• **Listed records**
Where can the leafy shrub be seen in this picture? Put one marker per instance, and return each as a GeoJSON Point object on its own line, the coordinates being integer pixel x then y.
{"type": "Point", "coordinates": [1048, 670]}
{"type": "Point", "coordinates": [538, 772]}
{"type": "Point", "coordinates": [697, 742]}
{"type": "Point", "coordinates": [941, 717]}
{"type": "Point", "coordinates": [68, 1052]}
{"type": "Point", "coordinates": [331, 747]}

• **Try it**
Without omission, retype the full listing shown above.

• **Answer for this exercise**
Where can the leafy shrub be seen in this picture? Put one marker per instance, and return each as a GeoJSON Point object on its own line, the coordinates being integer pixel x then y.
{"type": "Point", "coordinates": [1048, 670]}
{"type": "Point", "coordinates": [538, 772]}
{"type": "Point", "coordinates": [697, 742]}
{"type": "Point", "coordinates": [941, 717]}
{"type": "Point", "coordinates": [68, 1052]}
{"type": "Point", "coordinates": [331, 747]}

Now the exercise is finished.